Alvernaviridae

Virus classification
- (unranked): Virus
- Realm: Riboviria
- Kingdom: Orthornavirae
- Phylum: Pisuviricota
- Class: Pisoniviricetes
- Order: Sobelivirales
- Family: Alvernaviridae

= Alvernaviridae =

Family of viruses

Alvernaviridae is a family of non-enveloped positive-strand RNA viruses. Dinoflagellates serve as natural hosts. There is one genus in this family, Dinornavirus, which contains one species: Heterocapsa circularisquama RNA virus 01 (Dinornavirus heterocapsae). Diseases associated with this family include host population control, possibly through lysis of the host cell.

==Structure==
Viruses in Alvernaviridae are non-enveloped, with icosahedral and spherical geometries, and T=3 symmetry. The diameter is around 34 nm.

== Genome ==
Genomes are linear and non-segmented, around 4.4kb in length.

==Life cycle==
Viral replication is cytoplasmic. Entry into the host cell is achieved by penetration into the host cell. Replication follows the positive-strand RNA virus replication model in the cytoplasm. Positive-strand RNA virus transcription is the method of transcription. The virus is assembled in the cytoplasm. Dinoflagellates serve as the natural host.

QUESTIONS:
**1)** Answer from the Alvernaviridae text:
(a) What serves as the natural host of these viruses?
(b) About how wide are the viruses?
(c) About how long are their genomes?
**2)** Write out the Alvernaviridae text between "Family of viruses" and "4.4kb in length.", inclusive, and switch "linear" to "circular".
The entries that come next are separate material and have nothing to do with the Alvernaviridae text.

EXTRACTED RECORDS:

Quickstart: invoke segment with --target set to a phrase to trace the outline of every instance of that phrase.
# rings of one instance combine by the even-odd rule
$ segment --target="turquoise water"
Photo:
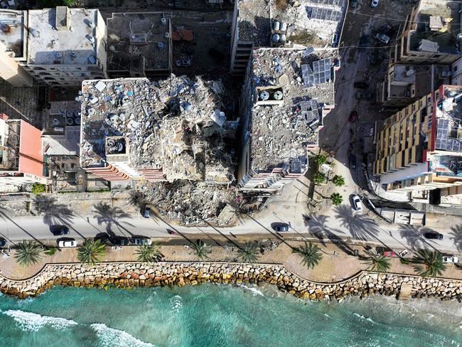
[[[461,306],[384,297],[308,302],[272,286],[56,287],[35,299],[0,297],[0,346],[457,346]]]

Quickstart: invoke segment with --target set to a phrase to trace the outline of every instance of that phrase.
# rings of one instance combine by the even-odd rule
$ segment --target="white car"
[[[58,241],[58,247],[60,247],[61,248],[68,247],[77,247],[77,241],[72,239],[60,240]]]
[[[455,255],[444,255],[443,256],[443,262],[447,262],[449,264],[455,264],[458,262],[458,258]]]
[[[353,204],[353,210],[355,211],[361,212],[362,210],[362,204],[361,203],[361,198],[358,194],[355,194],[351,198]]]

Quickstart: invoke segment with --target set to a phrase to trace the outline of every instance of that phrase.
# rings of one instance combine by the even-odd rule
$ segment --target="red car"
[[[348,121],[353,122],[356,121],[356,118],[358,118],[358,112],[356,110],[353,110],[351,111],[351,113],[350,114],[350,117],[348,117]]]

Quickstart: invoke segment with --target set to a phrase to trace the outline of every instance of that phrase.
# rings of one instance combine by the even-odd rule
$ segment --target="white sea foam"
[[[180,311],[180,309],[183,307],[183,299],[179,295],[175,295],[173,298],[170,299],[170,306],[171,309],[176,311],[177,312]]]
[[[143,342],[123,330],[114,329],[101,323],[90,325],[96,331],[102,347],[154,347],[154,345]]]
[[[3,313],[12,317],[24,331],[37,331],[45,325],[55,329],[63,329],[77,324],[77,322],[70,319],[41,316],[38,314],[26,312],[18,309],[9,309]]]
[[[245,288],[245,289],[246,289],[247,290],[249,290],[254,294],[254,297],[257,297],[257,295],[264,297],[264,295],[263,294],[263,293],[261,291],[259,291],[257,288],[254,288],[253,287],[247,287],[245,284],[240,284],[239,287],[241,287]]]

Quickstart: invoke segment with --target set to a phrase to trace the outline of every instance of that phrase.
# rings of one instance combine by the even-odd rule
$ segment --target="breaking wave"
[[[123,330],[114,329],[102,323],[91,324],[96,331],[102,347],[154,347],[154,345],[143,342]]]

...

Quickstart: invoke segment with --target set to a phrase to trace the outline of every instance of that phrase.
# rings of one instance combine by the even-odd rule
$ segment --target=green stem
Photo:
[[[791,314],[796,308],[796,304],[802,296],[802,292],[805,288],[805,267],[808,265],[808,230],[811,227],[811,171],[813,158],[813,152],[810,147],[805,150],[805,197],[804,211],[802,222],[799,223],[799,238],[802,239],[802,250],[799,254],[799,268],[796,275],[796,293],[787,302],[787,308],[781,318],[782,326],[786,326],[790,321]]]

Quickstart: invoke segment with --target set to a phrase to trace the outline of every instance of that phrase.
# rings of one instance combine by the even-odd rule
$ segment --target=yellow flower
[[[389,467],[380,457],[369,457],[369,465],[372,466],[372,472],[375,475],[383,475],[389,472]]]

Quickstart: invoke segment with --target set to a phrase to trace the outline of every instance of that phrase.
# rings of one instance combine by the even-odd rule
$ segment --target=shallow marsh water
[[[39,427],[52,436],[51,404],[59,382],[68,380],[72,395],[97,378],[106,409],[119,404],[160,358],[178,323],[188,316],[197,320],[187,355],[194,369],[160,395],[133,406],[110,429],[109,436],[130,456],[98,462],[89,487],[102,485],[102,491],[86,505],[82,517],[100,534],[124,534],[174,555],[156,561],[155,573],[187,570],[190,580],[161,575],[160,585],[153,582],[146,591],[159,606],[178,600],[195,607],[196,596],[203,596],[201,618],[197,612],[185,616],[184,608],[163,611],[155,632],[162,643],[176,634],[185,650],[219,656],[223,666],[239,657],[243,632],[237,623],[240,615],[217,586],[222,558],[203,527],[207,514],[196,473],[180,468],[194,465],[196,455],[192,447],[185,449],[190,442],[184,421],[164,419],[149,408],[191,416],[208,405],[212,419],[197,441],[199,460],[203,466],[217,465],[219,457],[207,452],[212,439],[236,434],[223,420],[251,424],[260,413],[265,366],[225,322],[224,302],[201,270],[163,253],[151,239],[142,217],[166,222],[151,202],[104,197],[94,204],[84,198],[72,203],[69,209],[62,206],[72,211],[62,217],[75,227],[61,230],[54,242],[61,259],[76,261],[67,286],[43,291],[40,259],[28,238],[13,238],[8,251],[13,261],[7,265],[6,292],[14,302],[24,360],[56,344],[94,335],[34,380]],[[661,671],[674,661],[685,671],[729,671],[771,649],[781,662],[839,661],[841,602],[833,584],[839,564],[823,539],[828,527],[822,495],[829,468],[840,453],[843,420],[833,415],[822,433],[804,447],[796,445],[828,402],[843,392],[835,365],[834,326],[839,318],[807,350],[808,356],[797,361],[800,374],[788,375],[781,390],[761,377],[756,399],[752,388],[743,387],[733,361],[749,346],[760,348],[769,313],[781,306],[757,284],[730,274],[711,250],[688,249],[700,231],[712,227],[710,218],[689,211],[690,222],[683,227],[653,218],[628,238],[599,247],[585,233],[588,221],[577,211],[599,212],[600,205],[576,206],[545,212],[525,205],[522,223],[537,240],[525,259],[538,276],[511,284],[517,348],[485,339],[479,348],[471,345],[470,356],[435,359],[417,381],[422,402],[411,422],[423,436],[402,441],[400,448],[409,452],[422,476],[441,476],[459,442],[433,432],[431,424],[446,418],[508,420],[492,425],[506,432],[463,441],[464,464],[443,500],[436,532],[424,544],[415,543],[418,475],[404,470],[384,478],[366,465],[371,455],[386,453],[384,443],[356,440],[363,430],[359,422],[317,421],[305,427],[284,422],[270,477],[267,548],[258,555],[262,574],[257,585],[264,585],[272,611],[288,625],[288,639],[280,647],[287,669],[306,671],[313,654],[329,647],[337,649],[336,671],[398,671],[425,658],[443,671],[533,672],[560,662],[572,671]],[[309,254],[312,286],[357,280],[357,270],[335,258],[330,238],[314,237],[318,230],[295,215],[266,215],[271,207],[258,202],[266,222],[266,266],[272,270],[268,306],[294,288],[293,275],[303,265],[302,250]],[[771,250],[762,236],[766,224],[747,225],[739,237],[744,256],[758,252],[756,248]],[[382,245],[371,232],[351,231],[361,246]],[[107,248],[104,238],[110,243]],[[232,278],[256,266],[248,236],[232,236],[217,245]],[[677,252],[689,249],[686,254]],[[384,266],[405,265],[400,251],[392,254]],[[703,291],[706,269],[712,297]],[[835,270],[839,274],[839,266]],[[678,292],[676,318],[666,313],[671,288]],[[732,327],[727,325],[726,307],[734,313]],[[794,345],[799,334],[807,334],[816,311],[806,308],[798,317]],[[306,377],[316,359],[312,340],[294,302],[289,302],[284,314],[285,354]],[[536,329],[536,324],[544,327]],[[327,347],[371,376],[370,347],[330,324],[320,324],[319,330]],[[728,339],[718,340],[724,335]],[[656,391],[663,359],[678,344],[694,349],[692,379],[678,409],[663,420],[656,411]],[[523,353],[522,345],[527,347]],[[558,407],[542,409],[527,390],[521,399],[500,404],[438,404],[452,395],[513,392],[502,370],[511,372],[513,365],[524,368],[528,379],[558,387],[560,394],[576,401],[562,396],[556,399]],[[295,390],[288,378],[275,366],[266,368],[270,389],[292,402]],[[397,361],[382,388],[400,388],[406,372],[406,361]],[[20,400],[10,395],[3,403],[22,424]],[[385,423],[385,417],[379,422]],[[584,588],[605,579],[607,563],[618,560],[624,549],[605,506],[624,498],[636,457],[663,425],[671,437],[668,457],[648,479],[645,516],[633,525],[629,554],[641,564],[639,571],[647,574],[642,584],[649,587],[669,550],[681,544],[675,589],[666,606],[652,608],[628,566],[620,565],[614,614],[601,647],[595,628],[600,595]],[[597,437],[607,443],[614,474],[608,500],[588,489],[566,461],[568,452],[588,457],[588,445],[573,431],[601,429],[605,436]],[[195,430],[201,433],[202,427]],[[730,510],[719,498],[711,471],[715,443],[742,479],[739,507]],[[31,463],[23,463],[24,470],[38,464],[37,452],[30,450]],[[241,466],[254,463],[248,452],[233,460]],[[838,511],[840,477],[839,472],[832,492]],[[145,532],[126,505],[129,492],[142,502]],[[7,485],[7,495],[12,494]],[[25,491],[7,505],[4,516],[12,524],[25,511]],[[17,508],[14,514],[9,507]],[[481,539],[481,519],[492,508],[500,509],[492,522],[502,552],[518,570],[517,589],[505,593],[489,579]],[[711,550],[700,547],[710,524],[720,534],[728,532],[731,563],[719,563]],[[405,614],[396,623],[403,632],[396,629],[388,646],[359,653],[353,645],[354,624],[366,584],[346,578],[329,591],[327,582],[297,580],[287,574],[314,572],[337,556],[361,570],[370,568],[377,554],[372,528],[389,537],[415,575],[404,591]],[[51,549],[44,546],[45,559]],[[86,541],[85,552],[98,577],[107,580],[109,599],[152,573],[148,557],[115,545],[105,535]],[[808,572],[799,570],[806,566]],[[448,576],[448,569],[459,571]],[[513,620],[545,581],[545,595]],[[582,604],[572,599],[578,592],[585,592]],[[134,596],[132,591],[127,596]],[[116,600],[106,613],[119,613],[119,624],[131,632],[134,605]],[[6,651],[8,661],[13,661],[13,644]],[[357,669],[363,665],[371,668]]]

* * *

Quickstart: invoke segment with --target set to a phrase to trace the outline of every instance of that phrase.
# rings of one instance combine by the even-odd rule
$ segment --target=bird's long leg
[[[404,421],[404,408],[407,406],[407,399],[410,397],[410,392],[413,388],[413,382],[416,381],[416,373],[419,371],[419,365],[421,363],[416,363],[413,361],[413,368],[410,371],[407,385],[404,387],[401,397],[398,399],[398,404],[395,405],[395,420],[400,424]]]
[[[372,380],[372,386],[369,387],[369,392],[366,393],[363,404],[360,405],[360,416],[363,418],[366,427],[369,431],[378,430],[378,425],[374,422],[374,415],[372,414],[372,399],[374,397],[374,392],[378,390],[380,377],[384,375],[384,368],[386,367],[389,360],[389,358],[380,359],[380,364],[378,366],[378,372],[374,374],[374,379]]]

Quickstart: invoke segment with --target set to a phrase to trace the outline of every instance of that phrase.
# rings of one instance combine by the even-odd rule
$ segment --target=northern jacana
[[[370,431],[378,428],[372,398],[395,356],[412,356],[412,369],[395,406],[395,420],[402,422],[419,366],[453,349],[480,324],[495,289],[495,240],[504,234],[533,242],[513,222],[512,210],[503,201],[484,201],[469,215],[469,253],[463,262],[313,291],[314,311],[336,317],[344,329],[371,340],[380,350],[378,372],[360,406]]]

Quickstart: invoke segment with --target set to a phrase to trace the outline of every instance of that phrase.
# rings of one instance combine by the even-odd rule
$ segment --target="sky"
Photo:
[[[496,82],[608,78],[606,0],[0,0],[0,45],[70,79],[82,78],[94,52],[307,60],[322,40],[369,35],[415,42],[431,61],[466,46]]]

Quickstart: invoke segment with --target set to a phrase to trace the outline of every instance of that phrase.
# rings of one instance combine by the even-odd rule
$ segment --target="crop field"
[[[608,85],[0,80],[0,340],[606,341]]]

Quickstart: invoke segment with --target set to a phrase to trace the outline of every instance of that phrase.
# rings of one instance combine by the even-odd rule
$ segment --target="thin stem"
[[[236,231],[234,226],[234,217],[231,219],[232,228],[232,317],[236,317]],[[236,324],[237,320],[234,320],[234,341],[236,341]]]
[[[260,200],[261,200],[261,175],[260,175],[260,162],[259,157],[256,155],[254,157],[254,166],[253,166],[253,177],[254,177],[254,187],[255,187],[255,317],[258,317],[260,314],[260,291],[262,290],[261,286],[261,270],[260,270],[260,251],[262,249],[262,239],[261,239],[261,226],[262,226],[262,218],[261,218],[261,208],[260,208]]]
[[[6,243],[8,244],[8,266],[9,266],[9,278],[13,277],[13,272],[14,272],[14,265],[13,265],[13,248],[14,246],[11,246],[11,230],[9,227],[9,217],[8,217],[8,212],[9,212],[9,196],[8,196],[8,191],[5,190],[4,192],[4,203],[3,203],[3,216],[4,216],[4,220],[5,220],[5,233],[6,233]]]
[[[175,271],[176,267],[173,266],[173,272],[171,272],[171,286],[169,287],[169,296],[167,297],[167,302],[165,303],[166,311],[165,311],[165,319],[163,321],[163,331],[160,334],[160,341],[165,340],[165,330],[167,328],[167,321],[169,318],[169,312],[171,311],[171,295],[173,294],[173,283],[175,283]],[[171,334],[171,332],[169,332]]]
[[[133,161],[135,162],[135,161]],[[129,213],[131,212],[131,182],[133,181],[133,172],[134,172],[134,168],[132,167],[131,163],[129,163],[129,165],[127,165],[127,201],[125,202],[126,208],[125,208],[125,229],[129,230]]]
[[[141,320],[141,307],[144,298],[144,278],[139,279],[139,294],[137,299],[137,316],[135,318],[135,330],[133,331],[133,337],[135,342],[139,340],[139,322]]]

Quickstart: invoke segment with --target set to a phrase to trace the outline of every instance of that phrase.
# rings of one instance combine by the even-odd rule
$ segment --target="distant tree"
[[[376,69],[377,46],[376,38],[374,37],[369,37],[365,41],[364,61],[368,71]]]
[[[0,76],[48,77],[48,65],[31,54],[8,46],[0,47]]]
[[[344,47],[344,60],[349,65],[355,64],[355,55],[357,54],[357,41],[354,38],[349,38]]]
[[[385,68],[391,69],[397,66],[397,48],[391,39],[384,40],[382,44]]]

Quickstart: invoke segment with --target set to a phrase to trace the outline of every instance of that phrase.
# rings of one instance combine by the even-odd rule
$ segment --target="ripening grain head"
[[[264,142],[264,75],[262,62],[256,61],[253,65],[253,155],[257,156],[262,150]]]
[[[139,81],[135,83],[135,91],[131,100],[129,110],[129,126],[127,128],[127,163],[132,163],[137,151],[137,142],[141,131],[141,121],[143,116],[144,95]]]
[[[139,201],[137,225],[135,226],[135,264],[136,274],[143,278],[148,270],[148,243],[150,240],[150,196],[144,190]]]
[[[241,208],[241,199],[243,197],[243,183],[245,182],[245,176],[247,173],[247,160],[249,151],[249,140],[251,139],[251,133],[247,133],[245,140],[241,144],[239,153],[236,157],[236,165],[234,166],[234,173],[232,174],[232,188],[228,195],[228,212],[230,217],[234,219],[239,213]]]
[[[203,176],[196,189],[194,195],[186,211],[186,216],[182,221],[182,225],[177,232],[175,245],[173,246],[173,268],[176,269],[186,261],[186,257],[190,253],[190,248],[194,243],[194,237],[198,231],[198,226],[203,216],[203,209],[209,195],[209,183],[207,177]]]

SOLUTIONS PER TASK:
**1)**
(a) Dinoflagellates
(b) Around 34 nm
(c) Around 4.4kb

**2)**
Family of viruses

Alvernaviridae is a family of non-enveloped positive-strand RNA viruses. Dinoflagellates serve as natural hosts. There is one genus in this family, Dinornavirus, which contains one species: Heterocapsa circularisquama RNA virus 01 (Dinornavirus heterocapsae). Diseases associated with this family include host population control, possibly through lysis of the host cell.

==Structure==
Viruses in Alvernaviridae are non-enveloped, with icosahedral and spherical geometries, and T=3 symmetry. The diameter is around 34 nm.

== Genome ==
Genomes are circular and non-segmented, around 4.4kb in length.